Your assignment >> Copy the records below line by line and word for word, from the very first line through the line with "whitewashed twig section", omitting each picture.

The data >>
[Start of Attachment]
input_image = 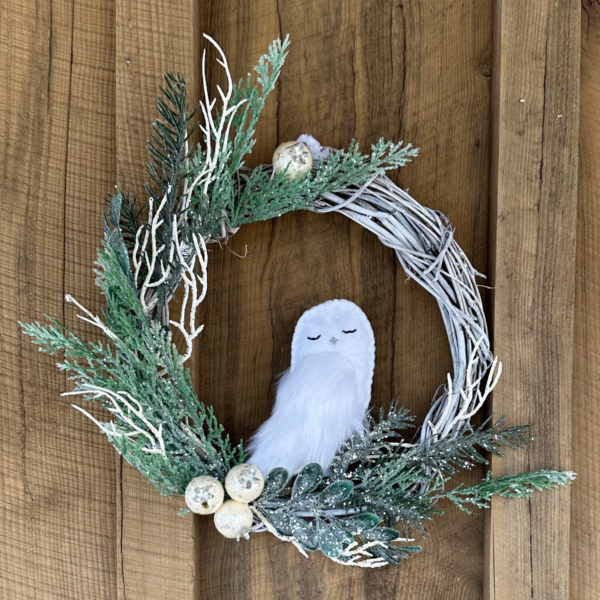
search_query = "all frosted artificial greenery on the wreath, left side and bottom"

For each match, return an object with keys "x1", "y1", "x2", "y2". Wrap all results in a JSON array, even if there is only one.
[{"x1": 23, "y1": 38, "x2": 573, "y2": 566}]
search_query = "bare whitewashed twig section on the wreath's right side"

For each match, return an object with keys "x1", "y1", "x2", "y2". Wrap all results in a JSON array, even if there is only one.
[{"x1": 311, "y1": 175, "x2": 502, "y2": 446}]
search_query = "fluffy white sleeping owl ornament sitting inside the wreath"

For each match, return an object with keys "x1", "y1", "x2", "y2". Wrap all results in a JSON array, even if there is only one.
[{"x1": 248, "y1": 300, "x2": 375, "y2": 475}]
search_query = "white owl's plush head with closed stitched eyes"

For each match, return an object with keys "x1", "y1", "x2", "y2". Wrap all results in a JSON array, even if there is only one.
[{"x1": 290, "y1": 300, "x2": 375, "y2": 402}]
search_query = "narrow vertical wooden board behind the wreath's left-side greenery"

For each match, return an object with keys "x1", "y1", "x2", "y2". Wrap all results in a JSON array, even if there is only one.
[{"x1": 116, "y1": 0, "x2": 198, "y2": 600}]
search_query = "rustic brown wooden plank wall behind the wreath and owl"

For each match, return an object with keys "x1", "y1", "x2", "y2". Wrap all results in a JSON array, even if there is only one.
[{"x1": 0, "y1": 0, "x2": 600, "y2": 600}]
[End of Attachment]
Answer to the problem >>
input_image = 
search_query = "all frosted artificial greenery on the wreath, left side and bottom"

For each match, return an object with keys "x1", "y1", "x2", "y2". Wrap all results in a JSON array, even if there is only one.
[{"x1": 23, "y1": 38, "x2": 573, "y2": 566}]
search_query = "bare whitewashed twig section on the wreath's right side"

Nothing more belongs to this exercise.